▶ [Task to carry out]
Reproduce the listing verbatim, starting at the line that contains "two-car garage door." and continuing through the last line of the listing, with both ends included.

Point labeling examples:
+++

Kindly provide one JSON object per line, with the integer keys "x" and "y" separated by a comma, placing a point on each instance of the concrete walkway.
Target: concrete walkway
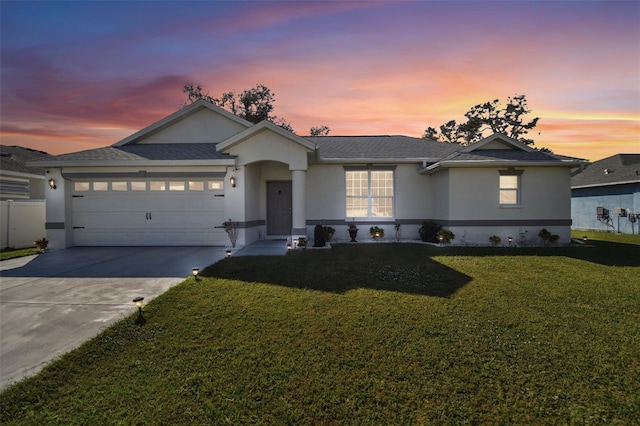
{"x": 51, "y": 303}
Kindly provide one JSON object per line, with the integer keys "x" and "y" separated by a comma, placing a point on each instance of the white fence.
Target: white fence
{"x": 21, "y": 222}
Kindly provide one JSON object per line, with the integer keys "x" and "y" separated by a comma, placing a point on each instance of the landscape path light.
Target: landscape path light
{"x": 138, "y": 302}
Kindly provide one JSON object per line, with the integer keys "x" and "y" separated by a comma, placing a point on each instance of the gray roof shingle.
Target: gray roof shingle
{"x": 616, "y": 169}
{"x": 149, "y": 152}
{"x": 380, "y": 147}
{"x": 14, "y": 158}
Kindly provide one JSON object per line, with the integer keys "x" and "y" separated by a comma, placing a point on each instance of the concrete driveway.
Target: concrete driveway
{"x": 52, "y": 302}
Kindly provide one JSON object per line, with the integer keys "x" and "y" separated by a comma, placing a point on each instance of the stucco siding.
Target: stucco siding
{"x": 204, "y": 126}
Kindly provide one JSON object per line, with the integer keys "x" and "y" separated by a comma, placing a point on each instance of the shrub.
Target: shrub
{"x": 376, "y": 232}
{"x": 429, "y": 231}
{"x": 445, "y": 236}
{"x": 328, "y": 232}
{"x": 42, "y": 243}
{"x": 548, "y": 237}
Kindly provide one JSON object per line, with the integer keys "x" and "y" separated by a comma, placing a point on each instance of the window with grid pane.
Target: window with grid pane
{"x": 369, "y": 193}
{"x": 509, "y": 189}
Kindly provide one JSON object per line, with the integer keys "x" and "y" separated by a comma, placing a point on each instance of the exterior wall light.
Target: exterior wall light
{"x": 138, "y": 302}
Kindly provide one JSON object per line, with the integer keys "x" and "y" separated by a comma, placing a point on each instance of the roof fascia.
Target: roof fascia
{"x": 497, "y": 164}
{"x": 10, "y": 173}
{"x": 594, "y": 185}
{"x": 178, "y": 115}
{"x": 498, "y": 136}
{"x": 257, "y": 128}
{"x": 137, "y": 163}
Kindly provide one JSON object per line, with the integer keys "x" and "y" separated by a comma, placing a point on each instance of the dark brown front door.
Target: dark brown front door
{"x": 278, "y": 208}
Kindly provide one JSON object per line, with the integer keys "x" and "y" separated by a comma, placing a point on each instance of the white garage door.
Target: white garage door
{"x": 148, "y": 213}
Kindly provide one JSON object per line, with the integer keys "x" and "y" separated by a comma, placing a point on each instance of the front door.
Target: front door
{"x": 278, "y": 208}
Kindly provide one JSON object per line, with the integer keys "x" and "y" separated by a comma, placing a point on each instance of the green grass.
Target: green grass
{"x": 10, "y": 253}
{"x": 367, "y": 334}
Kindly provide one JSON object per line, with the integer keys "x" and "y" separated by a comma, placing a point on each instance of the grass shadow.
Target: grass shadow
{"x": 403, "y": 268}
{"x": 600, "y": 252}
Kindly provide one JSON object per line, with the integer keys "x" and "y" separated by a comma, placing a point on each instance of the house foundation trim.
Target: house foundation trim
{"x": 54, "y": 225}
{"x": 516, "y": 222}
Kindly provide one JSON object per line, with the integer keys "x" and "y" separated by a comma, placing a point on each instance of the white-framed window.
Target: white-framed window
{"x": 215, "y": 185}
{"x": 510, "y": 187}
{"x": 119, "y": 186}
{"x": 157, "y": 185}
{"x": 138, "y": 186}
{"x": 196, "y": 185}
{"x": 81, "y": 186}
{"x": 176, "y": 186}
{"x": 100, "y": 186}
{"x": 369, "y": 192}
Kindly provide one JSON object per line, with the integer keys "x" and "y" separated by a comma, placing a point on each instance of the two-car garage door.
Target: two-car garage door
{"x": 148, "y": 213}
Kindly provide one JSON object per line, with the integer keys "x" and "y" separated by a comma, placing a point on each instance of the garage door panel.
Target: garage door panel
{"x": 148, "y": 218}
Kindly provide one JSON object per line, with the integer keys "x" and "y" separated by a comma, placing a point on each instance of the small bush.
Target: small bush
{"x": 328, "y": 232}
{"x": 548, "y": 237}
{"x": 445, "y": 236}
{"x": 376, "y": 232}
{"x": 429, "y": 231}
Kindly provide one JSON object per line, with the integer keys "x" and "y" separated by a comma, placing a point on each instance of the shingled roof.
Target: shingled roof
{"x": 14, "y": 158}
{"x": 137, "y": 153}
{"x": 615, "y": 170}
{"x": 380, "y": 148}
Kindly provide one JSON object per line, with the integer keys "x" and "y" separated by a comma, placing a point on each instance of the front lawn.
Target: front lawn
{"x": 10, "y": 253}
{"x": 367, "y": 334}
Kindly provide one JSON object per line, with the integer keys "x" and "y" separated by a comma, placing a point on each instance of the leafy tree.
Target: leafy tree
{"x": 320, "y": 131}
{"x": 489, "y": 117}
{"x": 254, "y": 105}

+++

▶ [Exercise answer]
Kindly provide one JSON object per line, with the integer keys "x" and "y" separated by a comma, placing a point on each instance of the two-car garage door.
Target: two-car garage door
{"x": 148, "y": 213}
Kindly provide one JSON object per line, with the integer keys "x" and "y" separated by a comma, placing a point on each instance of the garage door panel.
Target: garage door panel
{"x": 148, "y": 218}
Kindly provide one JSON object per line, with the integer keys "x" and "y" separated by a comma, placing a point on each instance of the small bush.
Target: small bush
{"x": 328, "y": 232}
{"x": 548, "y": 237}
{"x": 445, "y": 236}
{"x": 376, "y": 232}
{"x": 429, "y": 231}
Kindly provide one JSON object per line, with the integer keys "x" and "y" separated by a comma, placing a point on each instance of the shingled roof.
Target: shingled roof
{"x": 14, "y": 158}
{"x": 137, "y": 153}
{"x": 615, "y": 170}
{"x": 380, "y": 148}
Kindly provide one JSON object per line, with the integer keys "x" and "y" separated by a comma, placing a point on each instance of the front lawn.
Target: front lawn
{"x": 10, "y": 253}
{"x": 367, "y": 334}
Kindly provide one JSON object per line, with the integer keys "x" and "y" separated by a comma, placing a point on each instance of the leafy tree.
Target: leafy tree
{"x": 320, "y": 131}
{"x": 489, "y": 117}
{"x": 254, "y": 105}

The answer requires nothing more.